* _Exercise goal_
Copy the material from the line with "Target: grassy bank" up to and including the line with "x=288 y=421", swapping "pin" for "marker" and changing nothing else.

-=-=-=-=-

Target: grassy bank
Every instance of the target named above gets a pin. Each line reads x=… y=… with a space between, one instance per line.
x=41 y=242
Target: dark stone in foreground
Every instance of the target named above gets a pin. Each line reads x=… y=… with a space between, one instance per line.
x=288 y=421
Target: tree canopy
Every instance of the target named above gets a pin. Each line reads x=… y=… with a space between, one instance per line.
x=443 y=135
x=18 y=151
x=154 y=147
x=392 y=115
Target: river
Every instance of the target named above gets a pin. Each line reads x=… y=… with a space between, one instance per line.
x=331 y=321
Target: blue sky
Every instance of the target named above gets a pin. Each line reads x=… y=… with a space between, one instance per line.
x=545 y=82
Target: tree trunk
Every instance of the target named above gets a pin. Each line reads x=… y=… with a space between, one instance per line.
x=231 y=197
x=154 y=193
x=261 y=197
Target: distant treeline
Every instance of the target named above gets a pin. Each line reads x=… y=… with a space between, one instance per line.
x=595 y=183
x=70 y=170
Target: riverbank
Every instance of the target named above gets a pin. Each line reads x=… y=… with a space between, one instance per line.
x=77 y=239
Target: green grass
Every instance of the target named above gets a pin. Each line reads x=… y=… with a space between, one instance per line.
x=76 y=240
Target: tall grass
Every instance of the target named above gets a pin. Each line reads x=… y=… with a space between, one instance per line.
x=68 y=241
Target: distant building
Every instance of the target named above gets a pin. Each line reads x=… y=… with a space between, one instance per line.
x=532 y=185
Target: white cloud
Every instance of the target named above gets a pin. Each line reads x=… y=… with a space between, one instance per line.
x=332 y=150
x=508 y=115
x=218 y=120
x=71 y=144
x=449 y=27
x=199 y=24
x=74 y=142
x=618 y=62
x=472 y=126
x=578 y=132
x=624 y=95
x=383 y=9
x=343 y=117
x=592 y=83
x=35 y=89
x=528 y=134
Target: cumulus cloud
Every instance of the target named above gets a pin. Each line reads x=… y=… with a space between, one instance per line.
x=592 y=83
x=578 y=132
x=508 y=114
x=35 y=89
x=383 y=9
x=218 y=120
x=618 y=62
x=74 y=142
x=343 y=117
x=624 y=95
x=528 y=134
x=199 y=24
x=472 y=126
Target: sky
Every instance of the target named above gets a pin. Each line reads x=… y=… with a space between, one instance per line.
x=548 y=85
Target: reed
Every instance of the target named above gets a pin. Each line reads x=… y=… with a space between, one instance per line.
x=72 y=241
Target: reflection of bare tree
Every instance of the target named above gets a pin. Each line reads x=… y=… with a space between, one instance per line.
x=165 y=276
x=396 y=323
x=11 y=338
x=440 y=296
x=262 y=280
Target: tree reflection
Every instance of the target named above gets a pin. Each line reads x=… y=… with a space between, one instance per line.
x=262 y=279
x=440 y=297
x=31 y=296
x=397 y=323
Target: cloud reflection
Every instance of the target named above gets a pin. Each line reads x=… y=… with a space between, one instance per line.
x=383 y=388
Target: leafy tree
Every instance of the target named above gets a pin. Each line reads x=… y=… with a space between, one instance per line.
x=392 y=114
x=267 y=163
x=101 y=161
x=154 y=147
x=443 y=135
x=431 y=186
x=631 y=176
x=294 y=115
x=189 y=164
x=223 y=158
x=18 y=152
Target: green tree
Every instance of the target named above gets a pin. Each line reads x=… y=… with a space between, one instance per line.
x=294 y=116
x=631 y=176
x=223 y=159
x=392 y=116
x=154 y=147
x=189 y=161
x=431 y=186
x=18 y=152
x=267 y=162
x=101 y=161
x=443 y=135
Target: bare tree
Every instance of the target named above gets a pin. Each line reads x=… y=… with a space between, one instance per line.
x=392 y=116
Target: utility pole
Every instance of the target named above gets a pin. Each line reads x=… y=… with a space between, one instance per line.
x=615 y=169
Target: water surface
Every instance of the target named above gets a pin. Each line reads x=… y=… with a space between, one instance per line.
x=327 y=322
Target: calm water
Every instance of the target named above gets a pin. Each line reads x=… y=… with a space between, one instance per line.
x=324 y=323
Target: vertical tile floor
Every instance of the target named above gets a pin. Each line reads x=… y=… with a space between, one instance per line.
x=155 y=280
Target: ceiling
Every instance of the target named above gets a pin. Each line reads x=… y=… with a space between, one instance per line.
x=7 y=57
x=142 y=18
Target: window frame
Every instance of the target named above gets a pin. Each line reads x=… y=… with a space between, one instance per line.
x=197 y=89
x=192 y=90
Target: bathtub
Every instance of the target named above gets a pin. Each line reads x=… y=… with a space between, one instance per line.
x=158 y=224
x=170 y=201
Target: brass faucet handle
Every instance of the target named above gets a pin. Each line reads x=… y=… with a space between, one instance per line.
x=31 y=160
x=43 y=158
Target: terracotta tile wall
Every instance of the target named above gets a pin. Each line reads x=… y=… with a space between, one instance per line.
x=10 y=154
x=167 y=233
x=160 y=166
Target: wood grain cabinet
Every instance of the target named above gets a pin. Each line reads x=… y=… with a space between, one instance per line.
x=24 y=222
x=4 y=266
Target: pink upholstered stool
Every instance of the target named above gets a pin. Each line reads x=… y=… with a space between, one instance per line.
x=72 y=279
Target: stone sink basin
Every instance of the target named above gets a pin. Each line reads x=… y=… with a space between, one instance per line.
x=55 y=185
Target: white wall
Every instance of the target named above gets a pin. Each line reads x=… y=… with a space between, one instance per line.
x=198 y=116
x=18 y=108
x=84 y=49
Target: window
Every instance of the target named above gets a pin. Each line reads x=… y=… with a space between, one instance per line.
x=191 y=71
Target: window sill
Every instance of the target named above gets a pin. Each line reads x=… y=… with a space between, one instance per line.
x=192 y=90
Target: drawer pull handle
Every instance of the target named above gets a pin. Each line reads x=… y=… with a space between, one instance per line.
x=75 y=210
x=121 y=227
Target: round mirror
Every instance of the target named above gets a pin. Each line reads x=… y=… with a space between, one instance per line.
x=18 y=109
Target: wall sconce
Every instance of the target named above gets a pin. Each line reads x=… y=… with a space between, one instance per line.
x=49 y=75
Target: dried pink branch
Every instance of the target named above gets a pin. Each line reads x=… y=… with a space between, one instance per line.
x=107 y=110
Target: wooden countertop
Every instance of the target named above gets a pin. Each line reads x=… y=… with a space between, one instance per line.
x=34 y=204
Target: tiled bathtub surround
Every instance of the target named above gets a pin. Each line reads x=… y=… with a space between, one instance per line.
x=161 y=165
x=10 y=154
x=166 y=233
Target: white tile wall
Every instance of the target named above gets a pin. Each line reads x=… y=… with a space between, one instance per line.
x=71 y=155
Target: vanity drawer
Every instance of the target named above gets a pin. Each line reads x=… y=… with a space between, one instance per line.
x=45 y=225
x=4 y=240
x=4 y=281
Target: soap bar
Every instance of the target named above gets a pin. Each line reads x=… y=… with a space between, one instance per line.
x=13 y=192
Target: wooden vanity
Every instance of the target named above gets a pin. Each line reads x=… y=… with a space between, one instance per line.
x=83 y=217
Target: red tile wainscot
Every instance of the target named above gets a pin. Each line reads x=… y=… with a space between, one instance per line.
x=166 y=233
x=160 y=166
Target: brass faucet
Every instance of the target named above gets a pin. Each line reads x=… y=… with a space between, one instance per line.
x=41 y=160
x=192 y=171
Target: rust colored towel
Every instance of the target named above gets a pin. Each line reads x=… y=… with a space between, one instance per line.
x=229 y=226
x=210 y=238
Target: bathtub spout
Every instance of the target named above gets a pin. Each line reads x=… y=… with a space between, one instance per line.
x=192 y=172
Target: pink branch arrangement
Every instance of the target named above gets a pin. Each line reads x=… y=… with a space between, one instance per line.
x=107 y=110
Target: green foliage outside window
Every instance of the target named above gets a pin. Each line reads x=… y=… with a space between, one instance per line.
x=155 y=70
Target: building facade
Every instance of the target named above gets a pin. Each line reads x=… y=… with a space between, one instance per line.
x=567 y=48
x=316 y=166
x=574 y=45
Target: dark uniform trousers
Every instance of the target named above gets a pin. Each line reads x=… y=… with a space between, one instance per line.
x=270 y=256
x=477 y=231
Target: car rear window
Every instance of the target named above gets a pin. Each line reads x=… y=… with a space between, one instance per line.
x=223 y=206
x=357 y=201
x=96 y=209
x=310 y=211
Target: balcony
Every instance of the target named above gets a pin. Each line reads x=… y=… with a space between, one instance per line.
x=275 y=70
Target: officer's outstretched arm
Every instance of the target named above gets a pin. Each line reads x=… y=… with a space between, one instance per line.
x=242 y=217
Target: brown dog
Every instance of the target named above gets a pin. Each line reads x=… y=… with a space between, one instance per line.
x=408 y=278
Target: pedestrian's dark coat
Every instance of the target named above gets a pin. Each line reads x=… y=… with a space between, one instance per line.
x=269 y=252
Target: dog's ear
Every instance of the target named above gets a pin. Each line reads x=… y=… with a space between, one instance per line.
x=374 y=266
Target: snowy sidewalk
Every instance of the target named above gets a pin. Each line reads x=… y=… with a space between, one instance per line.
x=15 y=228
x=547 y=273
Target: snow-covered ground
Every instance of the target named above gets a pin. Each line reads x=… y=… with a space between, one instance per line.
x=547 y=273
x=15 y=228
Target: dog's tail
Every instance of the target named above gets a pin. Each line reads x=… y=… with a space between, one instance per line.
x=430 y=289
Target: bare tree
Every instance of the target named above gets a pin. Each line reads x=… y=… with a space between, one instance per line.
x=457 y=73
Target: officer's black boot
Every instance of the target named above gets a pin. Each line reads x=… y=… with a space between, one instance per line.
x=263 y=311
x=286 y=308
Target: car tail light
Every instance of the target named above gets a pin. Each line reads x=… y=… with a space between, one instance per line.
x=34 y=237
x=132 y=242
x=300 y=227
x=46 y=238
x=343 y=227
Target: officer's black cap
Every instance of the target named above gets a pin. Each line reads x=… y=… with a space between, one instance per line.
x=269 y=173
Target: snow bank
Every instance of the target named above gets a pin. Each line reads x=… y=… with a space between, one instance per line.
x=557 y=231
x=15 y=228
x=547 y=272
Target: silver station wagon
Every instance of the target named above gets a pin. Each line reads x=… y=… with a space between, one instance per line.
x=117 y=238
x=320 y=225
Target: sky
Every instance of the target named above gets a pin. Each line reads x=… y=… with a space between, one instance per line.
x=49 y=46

-=-=-=-=-

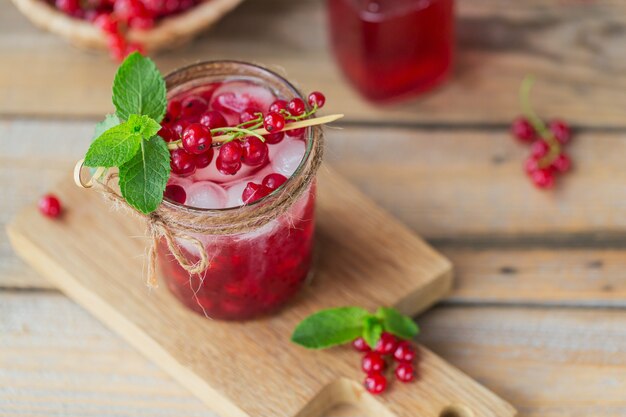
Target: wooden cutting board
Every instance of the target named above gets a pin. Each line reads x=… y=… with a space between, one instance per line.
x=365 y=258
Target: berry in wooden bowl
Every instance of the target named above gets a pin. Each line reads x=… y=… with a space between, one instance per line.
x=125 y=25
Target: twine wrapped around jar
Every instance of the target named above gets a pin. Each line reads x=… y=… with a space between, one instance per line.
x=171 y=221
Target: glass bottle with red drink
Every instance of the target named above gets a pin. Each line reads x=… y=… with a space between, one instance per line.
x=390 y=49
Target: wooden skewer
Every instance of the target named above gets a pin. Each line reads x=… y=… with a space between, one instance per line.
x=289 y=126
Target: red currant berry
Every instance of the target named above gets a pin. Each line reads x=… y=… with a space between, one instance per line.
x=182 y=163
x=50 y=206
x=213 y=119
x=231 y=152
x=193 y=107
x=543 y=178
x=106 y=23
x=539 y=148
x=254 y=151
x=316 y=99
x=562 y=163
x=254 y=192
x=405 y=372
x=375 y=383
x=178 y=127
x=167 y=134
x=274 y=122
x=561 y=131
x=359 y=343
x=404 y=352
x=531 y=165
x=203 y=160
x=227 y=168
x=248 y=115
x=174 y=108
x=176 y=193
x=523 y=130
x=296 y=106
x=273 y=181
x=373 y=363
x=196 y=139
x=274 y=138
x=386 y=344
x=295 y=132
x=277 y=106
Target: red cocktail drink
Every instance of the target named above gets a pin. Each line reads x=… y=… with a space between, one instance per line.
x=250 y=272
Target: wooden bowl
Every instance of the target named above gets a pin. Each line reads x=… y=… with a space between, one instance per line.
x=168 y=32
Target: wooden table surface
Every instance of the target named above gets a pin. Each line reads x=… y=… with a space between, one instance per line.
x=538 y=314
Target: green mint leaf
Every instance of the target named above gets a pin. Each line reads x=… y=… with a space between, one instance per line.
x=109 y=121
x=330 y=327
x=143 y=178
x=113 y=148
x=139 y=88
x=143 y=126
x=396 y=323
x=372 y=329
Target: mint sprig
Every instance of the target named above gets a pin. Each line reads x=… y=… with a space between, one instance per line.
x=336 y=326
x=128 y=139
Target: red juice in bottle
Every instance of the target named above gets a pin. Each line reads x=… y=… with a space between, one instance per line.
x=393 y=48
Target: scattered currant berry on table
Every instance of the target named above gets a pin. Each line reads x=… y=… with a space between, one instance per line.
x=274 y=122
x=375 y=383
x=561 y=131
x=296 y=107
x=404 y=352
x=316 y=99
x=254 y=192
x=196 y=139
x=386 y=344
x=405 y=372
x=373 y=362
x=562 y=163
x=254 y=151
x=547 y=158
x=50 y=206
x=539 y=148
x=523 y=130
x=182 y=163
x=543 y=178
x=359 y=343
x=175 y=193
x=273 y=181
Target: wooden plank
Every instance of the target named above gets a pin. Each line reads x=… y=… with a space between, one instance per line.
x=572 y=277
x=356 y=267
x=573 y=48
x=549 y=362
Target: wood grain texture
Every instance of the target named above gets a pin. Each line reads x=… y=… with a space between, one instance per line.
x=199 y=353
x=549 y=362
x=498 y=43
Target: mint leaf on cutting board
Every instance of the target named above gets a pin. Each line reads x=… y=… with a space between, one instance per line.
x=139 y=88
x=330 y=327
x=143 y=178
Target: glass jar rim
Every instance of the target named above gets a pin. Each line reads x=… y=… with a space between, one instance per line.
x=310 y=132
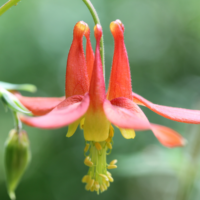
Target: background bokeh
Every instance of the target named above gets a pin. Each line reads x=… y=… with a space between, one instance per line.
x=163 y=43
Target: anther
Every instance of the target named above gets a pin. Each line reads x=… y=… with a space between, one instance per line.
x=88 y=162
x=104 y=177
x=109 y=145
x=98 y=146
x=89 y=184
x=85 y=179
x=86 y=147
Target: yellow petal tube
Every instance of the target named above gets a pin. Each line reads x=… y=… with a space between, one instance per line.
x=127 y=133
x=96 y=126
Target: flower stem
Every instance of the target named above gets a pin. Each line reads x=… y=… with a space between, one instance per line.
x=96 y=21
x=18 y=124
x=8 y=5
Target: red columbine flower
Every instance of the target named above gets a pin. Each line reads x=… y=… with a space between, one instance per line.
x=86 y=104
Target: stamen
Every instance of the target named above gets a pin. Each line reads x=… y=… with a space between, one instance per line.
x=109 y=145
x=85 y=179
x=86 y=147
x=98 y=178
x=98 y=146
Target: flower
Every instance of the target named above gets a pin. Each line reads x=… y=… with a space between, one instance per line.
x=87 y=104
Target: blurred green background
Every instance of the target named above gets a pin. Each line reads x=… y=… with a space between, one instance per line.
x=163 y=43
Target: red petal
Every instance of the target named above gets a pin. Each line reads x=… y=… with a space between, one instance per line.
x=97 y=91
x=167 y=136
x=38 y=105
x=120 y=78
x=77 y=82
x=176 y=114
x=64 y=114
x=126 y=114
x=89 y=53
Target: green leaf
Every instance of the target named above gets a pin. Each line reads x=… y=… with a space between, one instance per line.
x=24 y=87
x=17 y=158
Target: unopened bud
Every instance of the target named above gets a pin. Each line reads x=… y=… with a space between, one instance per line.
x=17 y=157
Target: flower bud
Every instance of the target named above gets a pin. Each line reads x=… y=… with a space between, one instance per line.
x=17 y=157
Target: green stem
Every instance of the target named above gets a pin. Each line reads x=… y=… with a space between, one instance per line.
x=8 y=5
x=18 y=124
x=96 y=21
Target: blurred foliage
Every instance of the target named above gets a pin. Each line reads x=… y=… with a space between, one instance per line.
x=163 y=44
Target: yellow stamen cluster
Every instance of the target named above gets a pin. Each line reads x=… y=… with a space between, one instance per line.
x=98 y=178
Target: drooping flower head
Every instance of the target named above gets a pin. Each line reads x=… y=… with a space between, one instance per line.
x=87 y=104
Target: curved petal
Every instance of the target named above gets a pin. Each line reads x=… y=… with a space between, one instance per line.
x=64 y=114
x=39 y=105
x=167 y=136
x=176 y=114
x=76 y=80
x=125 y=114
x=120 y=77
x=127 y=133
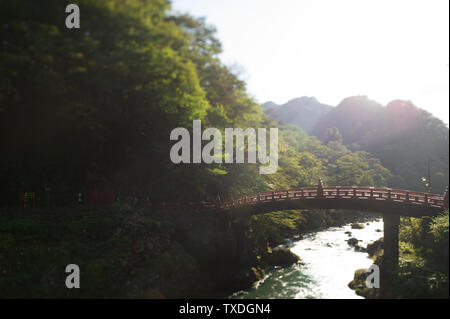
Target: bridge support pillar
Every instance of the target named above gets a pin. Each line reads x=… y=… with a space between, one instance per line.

-=-=-=-=-

* _Output of the task_
Target: grassy bank
Every instance of the target named above gets a marker. Each line reads x=… y=… with a space between, one instance per line.
x=41 y=242
Target: dark stone in foreground
Every instance of the target named above gets a marker. Each line reads x=… y=… with a space between, one instance per line.
x=288 y=421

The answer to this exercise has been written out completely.